— Start Dataset entries —
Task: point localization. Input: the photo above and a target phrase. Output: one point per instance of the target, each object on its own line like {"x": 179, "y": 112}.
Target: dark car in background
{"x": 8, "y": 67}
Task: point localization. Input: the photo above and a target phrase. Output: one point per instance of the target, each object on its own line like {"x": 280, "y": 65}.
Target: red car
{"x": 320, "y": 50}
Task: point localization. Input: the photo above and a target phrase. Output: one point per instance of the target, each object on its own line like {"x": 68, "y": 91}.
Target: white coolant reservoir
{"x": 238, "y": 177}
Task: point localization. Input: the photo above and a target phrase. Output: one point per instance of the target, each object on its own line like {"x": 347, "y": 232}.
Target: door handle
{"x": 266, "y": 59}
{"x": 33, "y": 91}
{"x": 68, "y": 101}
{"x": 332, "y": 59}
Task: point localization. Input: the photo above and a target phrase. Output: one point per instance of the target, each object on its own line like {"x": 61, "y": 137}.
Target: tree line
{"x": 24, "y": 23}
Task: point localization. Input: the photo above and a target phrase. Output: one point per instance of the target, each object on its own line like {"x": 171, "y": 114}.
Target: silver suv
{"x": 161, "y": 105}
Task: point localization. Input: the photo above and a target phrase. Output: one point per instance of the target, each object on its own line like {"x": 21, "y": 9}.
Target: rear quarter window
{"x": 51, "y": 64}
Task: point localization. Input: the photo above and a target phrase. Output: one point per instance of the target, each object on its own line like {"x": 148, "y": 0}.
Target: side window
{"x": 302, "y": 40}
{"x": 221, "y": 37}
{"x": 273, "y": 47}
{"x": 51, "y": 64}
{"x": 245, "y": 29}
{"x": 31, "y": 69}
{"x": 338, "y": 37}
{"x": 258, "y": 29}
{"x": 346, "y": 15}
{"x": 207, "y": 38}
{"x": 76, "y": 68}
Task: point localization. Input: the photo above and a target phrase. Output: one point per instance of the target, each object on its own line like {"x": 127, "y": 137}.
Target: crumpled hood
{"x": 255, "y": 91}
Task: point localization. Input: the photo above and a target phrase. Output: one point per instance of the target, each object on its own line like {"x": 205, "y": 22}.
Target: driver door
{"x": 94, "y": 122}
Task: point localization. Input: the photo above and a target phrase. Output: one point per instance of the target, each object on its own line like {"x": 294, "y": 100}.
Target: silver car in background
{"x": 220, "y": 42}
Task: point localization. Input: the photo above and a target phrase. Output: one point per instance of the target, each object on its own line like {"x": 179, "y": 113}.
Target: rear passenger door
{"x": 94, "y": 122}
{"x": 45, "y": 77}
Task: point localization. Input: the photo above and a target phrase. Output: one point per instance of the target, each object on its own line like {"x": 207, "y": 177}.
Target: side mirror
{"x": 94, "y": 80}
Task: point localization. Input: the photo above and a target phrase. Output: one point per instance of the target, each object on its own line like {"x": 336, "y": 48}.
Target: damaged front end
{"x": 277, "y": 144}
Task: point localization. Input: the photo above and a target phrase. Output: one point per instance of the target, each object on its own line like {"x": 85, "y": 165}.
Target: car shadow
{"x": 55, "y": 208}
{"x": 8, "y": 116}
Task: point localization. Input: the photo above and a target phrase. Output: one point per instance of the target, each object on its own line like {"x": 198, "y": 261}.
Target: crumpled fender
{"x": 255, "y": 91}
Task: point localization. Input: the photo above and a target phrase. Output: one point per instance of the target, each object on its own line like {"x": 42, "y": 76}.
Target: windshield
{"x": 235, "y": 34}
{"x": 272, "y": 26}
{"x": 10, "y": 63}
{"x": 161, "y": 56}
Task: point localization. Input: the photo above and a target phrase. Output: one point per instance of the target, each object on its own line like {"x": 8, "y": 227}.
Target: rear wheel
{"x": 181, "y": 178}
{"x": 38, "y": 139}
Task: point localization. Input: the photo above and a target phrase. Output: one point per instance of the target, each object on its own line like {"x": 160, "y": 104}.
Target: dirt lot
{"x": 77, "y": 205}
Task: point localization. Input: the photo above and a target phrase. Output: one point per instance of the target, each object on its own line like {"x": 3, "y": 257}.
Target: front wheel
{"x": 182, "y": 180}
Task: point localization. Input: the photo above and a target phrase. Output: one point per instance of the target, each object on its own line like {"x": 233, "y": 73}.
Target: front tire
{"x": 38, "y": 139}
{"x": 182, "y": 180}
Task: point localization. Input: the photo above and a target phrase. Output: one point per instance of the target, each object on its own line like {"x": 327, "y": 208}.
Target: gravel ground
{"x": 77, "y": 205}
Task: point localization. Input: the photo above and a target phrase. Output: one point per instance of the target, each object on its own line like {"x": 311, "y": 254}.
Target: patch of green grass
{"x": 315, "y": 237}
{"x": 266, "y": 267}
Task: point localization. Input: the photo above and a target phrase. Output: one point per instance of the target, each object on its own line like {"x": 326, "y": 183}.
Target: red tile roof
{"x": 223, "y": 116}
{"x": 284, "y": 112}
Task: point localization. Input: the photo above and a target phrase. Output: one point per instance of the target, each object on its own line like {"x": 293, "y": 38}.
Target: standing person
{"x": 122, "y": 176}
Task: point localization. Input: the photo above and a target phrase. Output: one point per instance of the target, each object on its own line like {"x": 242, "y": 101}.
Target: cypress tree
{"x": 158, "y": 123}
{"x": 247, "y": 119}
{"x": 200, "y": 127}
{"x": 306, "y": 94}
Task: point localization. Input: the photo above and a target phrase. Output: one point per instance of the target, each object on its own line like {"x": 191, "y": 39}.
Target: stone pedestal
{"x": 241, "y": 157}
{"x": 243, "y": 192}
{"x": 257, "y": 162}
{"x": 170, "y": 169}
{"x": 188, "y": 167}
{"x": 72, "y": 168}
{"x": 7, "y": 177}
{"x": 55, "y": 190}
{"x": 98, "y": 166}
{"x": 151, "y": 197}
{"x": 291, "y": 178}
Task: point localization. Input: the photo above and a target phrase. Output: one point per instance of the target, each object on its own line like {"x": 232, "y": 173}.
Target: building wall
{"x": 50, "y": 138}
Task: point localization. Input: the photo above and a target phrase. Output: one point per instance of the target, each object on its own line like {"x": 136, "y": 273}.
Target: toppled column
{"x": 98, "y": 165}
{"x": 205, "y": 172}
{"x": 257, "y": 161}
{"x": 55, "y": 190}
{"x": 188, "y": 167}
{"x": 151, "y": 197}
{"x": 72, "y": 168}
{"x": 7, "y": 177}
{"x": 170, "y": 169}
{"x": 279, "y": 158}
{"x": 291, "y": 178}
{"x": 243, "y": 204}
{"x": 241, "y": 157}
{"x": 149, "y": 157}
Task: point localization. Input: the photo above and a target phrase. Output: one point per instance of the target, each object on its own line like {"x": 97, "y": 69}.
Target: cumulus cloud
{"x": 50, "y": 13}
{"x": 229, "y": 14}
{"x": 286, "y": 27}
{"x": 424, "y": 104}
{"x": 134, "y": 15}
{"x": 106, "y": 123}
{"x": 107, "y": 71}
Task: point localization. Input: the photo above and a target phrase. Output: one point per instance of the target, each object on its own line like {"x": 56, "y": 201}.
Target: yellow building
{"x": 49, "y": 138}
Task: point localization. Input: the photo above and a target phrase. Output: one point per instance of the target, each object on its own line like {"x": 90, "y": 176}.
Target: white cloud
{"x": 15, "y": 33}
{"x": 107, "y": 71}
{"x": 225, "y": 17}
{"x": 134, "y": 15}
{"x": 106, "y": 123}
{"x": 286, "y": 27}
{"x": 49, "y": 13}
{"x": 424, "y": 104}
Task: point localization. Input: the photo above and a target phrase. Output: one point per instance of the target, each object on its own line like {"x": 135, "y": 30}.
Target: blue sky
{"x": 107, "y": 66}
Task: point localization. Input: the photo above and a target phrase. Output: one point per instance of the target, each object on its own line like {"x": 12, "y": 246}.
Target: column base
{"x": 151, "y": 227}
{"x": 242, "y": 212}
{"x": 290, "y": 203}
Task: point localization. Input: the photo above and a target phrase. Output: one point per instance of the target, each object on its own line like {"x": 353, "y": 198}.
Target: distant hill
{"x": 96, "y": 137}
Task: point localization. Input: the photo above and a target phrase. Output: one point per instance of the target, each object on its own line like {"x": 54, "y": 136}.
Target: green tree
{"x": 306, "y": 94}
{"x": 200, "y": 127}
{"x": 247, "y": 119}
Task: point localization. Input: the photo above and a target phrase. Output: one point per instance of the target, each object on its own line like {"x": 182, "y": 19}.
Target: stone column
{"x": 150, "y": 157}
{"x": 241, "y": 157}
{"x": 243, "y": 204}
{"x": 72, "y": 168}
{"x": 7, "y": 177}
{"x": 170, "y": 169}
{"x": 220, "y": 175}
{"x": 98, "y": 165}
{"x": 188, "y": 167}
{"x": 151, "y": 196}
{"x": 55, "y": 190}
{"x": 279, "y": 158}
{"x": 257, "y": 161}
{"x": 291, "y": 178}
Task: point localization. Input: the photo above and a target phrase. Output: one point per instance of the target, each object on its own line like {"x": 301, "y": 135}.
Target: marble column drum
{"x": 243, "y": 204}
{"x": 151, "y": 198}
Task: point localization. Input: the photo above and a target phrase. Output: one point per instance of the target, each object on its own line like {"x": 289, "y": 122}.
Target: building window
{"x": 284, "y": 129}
— End Dataset entries —
Go through the entries above and copy out every line that contains the word "silver".

Target: silver suv
Target: silver car in background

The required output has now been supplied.